### Provided data
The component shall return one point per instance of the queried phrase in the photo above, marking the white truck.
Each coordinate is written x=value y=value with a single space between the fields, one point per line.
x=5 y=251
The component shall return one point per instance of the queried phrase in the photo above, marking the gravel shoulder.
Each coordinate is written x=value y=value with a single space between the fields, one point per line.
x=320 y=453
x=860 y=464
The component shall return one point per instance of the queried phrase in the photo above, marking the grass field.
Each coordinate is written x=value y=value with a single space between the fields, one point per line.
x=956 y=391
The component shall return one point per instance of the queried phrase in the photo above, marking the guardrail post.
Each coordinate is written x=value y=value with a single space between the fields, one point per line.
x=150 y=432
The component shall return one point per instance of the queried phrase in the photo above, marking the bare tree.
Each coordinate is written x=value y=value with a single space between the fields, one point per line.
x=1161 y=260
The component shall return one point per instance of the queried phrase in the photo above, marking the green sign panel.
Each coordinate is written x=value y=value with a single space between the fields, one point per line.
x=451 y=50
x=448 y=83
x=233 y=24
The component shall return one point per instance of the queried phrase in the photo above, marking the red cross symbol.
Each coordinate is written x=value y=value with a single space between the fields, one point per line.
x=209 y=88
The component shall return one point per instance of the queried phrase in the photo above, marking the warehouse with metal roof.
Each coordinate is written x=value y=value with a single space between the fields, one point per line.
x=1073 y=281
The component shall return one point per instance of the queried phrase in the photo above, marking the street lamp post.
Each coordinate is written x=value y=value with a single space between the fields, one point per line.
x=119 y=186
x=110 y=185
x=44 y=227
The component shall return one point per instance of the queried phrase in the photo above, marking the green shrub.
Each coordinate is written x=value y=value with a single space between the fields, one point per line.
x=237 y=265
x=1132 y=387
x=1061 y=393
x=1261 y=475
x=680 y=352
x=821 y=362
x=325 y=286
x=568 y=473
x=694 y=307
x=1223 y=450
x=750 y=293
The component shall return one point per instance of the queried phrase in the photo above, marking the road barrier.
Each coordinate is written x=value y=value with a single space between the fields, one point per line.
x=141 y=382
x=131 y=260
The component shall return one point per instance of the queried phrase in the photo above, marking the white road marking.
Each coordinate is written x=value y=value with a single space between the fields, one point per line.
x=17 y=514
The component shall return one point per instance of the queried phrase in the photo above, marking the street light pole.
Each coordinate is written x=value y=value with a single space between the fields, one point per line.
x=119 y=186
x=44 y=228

### What is needed
Extract the complete listing verbatim.

### Answer to the problem
The component shall return one point per instance of the queried phrase in the photo above, marking the white truck.
Each coordinate is written x=value y=value with a single space between the fields, one point per line.
x=5 y=251
The component shall return one point per instance of the queried phrase in the photo above, marking the gravel shoulder.
Each coordinate is written x=value y=value with a single space between the fields, one point per line.
x=320 y=453
x=860 y=464
The component shall return one point per instance of the queried phrase in the photo above, marking the grass field.
Each coordinate is written x=value y=value with a single space between the fields, one point per line.
x=956 y=391
The component shall return one point per instance of the queried phrase in the photo above, marking the guardrail post.
Each coordinate is written x=value y=value with a single space between the fields, one point per line.
x=150 y=432
The component shall return one point per instance of the queried phrase in the photo above, marking the bare tree.
Each coordinate is written x=value y=value with a single space between the fields, one point per line.
x=1161 y=260
The component shall return one point per instance of the queried phrase in the photo above, marking the green sign panel.
Each coordinate is written x=value y=value with a single space between the fields, one point per line.
x=451 y=50
x=448 y=83
x=233 y=24
The component shall return one point per instance of the queried phrase in the photo above, marking the red cross symbol.
Each coordinate is written x=value y=value with a single space between the fields, one point per line.
x=209 y=88
The component shall return one point per instance of the queried phrase in the photo above, marking the warehouse with metal roof.
Each coordinate is written x=value y=value with a single space between the fields, one point per line.
x=1073 y=281
The component shall return one point per instance of the queried phrase in the photo above, marking the street lamp post.
Each coordinate is written x=value y=value with a single space between the fields, one point per line.
x=119 y=186
x=110 y=185
x=44 y=227
The component shall return one point per instance of the queried phrase in the photo above, marking the green shrub.
Each coordinate is written x=value y=value with a single space between the fields, one point per line.
x=237 y=265
x=1132 y=387
x=1061 y=393
x=1261 y=475
x=680 y=352
x=821 y=362
x=325 y=286
x=568 y=473
x=694 y=307
x=1223 y=450
x=750 y=293
The component shall return one point per instance of the queried phrase in the photo above, marking the road barrier.
Each coordinate is written x=value y=value with a single space between the fields, one point per line.
x=141 y=382
x=131 y=260
The component shall return one point per instance of the queried phrase in the photo above, marking the white road marking.
Each coordinate is written x=value y=value with a single space between the fields, one point per line.
x=17 y=514
The component shall return one point per instance of the queried phrase in the photo above, marking the street light pole.
Each coordinate is written x=value y=value with a single space between the fields, one point per line.
x=119 y=186
x=44 y=228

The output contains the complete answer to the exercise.